--- START Given records ---

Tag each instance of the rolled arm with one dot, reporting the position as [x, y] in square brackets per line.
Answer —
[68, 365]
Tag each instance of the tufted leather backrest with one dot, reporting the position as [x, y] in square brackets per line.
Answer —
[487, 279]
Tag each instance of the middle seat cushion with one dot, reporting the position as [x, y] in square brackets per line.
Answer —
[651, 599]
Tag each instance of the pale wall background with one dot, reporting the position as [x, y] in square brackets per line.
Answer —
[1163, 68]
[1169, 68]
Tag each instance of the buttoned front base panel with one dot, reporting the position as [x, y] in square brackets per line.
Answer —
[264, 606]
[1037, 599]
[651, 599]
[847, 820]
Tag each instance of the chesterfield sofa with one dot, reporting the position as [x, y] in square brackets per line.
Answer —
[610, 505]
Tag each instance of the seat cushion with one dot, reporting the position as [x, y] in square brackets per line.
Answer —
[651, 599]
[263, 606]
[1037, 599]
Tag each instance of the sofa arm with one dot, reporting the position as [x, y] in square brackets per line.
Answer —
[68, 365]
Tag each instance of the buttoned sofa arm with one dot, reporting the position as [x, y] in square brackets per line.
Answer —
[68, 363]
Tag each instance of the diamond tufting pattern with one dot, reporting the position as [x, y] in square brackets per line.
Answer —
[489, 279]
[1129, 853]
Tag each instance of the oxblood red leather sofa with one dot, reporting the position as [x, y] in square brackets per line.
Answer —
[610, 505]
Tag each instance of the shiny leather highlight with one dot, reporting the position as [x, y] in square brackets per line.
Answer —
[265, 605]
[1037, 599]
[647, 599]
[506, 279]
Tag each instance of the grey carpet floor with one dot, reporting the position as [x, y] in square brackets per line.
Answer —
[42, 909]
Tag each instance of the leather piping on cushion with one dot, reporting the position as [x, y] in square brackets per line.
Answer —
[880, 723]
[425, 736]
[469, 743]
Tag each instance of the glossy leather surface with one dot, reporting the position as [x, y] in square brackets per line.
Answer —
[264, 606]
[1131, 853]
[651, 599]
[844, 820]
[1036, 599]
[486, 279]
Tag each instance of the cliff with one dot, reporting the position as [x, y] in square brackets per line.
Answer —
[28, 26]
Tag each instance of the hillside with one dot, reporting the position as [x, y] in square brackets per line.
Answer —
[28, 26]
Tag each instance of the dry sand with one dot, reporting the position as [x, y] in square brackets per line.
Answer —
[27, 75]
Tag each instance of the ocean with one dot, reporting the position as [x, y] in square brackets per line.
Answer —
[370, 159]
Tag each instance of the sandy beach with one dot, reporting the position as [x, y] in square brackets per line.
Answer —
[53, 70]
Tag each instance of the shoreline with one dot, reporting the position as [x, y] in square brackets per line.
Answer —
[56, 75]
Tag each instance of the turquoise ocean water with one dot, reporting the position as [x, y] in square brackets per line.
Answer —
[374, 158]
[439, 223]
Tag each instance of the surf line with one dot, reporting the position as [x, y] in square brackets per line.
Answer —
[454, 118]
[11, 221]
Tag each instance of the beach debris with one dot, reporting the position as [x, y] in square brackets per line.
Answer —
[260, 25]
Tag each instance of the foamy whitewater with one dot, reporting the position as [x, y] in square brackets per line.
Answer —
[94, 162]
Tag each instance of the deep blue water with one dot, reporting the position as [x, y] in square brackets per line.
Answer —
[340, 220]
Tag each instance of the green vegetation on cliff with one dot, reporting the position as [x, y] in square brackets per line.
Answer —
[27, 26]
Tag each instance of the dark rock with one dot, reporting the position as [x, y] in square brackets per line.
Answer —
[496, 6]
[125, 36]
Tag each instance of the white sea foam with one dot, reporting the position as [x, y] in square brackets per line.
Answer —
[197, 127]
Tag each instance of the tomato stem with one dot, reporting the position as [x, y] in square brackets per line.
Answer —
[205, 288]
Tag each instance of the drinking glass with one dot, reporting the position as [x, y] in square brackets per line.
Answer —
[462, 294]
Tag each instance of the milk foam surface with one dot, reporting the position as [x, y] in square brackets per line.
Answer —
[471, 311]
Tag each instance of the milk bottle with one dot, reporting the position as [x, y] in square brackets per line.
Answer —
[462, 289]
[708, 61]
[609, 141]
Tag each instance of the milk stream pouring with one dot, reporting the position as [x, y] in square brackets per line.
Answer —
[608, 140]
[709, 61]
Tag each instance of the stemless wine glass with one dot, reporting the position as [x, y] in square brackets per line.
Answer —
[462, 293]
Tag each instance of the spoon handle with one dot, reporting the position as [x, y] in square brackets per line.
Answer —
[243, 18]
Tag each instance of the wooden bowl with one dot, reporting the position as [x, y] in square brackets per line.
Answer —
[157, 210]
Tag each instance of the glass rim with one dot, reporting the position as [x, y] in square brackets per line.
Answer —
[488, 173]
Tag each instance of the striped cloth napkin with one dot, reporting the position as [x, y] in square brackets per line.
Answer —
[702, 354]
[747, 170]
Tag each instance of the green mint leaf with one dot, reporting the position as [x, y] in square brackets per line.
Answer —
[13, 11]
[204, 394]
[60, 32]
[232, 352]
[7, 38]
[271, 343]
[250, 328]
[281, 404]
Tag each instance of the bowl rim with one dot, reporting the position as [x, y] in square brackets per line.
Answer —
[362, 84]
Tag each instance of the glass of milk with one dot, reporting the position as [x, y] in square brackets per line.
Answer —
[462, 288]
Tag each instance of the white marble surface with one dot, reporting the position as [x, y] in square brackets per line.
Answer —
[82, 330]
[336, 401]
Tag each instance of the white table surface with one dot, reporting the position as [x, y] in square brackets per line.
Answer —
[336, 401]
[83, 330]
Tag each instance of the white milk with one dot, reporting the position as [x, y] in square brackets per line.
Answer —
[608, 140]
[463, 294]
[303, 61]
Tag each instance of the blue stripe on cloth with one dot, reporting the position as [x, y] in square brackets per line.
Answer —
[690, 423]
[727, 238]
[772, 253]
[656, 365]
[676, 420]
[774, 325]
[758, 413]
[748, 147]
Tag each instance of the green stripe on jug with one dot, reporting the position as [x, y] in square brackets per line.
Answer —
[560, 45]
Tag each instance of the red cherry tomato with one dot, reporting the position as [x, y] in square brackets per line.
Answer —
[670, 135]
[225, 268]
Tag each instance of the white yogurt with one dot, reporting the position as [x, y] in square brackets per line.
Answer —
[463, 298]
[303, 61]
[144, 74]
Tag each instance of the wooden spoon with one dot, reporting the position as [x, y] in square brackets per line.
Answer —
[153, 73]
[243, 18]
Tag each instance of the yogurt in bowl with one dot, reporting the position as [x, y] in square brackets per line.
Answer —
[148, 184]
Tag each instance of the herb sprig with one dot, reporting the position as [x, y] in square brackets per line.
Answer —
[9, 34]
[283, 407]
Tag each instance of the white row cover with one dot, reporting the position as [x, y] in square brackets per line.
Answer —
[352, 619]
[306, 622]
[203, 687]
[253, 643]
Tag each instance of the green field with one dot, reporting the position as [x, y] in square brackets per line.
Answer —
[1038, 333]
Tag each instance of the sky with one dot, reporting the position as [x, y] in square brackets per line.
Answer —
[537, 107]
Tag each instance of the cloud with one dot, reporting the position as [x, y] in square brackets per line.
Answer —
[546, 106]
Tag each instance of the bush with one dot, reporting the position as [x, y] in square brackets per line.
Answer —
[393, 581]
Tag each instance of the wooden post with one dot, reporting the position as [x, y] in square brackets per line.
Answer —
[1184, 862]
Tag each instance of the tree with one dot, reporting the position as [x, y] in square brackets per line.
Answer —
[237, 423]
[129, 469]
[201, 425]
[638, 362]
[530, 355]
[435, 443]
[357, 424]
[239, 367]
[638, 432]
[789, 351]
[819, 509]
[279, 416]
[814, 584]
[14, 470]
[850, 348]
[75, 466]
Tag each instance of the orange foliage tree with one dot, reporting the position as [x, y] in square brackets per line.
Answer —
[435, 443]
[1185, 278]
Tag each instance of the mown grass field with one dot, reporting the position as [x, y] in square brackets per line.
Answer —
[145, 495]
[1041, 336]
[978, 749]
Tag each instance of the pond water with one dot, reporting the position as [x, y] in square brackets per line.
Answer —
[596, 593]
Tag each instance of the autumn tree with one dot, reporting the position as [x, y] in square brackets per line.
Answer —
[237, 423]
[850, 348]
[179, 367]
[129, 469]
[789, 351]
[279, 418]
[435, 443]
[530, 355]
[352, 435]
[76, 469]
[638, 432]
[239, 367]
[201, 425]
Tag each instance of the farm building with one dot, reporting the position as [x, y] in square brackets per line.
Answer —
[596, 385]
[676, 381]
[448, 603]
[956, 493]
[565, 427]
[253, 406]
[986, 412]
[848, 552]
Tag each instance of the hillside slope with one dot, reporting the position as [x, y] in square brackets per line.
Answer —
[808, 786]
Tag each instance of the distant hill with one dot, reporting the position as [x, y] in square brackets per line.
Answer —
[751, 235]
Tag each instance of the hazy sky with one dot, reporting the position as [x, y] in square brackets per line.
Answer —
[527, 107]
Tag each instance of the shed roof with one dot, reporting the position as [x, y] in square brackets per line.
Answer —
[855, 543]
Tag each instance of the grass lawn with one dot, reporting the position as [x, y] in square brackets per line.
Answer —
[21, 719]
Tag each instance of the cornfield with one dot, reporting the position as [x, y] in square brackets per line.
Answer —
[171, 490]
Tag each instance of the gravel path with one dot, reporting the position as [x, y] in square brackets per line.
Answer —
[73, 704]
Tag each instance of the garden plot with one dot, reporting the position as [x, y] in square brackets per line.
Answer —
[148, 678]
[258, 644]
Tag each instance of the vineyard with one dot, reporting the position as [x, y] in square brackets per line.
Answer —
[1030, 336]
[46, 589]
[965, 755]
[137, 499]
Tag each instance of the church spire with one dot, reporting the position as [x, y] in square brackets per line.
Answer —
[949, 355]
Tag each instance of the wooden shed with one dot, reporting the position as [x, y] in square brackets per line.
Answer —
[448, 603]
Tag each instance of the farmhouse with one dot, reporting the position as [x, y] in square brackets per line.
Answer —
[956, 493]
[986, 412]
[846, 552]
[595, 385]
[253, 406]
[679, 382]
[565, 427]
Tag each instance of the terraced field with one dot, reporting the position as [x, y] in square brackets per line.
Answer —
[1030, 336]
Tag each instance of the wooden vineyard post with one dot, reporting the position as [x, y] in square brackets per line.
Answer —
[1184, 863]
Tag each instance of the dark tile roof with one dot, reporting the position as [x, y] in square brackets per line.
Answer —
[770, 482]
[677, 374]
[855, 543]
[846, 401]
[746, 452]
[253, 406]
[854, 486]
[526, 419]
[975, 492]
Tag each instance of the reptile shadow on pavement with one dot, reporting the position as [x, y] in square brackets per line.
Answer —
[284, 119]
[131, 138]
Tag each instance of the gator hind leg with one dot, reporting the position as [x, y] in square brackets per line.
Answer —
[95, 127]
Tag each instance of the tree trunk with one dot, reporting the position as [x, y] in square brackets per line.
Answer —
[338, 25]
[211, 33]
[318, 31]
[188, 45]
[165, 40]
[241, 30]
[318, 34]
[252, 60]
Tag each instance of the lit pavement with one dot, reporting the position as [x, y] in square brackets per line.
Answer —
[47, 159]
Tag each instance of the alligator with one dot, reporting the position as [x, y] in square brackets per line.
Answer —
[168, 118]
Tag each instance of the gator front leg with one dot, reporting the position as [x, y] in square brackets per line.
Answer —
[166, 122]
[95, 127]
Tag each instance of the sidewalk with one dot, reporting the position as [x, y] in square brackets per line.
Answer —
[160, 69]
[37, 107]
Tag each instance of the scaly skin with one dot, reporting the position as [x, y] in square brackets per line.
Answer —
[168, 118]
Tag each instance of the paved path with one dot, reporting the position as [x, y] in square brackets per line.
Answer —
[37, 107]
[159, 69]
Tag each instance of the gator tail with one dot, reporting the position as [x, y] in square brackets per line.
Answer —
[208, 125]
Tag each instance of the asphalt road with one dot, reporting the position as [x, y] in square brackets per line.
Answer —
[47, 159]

--- END Given records ---

What the task requires:
Rewrite the part of the records that opens with the line containing "Tag each instance of the white row" and closes with the line containing "[1184, 862]", keeping every line, and shift each x and y coordinate in the answers up by 36.

Exercise response:
Tag each instance of the white row cover with one dot, reporting the position as [x, y] in square brackets per line.
Answer —
[388, 655]
[342, 658]
[239, 723]
[289, 679]
Tag each instance of the green field with one dot, reporting the position as [x, y] in square brackets per line.
Answer —
[1074, 369]
Tag each instance of the sky with one dot, reporting the position as [x, y] in square brackets per line.
Answer —
[573, 143]
Tag each instance of the cloud with one dot, reporting the position as [x, y] in square brackets per line.
Answer —
[582, 142]
Tag each instance of the bush with one dot, reporting the position as [x, y] in square brackets per line.
Answer —
[429, 617]
Tag each instance of the wooden post with one dot, reporting the position as [x, y] in square brackets per line.
Answer —
[1220, 898]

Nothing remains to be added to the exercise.